- Born: 1969 (age 55–56) Veracruz, Veracruz, Mexico
- Occupation(s): Film director, screenwriter

= Ernesto Contreras (director) =

Mexican film director and screenwriter

Ernesto Contreras (born 1969 in Veracruz, Veracruz) is a Mexican film director and screenwriter.

Contreras graduated from the Centro Universitario de Estudios Cinematográficos of the UNAM. His shorts have received several national and international awards, like the Ariel Award of the Mexican Academy for Best Short Film in 2004, for The non-invited.

■ Information supplied:

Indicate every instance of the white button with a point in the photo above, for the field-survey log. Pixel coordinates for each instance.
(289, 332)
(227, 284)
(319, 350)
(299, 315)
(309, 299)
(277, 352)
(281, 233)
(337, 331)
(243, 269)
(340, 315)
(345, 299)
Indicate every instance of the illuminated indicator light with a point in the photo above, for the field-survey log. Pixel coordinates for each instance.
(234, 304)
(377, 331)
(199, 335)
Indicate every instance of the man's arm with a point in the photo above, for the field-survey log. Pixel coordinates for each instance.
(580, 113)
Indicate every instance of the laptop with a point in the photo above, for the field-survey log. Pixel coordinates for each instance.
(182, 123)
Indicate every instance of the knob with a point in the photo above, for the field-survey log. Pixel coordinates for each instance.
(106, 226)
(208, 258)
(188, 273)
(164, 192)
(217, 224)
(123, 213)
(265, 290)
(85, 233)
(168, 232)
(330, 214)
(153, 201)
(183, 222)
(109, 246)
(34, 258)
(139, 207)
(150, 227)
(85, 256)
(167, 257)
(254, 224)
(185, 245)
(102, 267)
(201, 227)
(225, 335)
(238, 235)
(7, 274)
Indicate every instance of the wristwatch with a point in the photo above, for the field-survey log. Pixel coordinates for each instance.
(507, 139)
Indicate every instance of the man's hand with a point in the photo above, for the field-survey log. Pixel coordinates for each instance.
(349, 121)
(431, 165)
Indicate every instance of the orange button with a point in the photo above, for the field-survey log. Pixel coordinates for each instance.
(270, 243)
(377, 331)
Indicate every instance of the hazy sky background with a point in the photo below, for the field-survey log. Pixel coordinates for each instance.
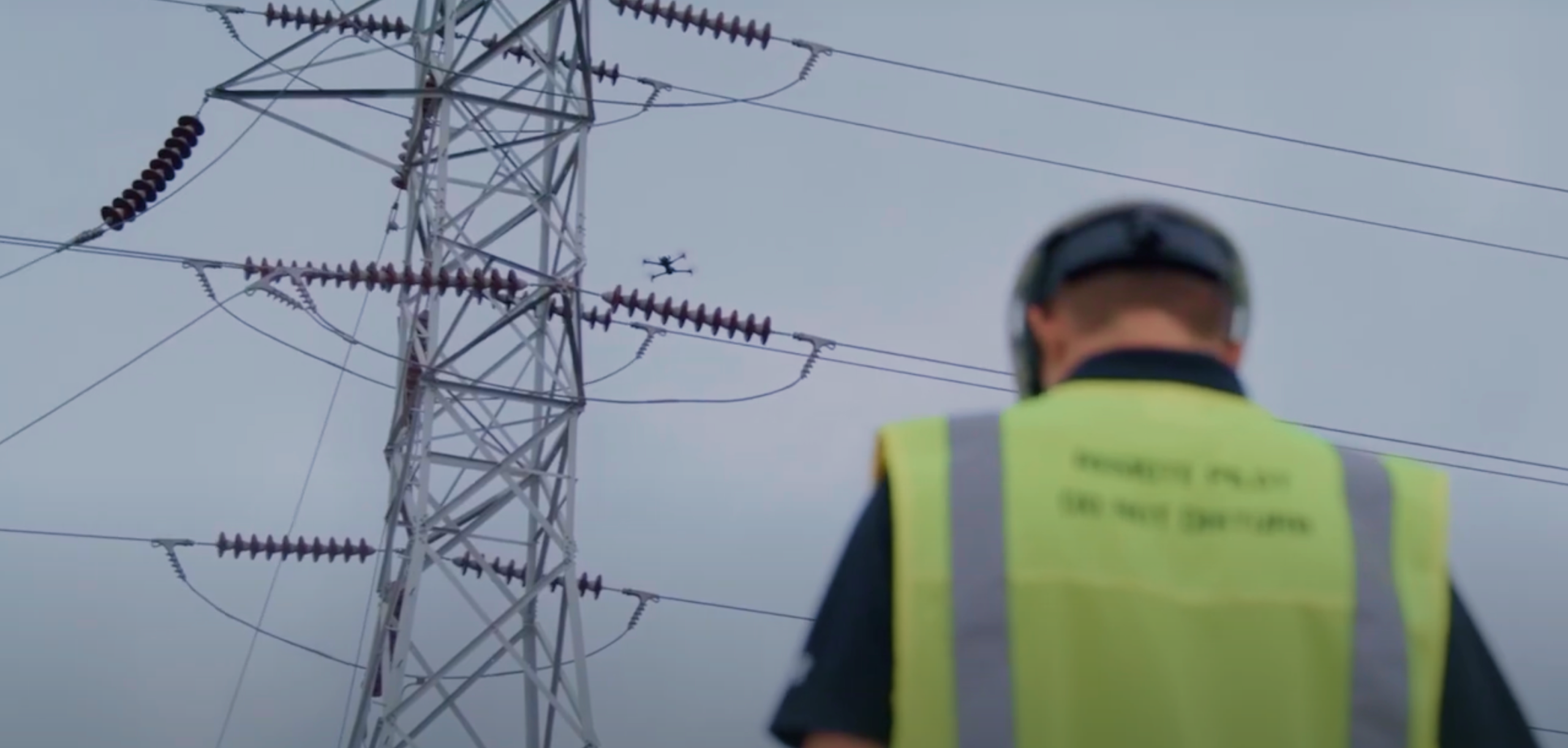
(841, 233)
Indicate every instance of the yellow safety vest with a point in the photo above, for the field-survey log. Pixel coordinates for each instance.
(1158, 565)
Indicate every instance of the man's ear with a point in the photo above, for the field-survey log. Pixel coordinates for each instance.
(1043, 323)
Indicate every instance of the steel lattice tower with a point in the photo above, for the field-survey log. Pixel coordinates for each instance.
(485, 424)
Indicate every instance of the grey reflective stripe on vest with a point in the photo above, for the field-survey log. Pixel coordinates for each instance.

■ Your task: Copy the section of the text on Ernesto Contreras between "- Born: 1969" and "director and screenwriter.", inclusive, without changing a word.

■ Final result:
- Born: 1969 (age 55–56) Veracruz, Veracruz, Mexico
- Occupation(s): Film director, screenwriter

= Ernesto Contreras (director) =

Mexican film director and screenwriter

Ernesto Contreras (born 1969 in Veracruz, Veracruz) is a Mexican film director and screenwriter.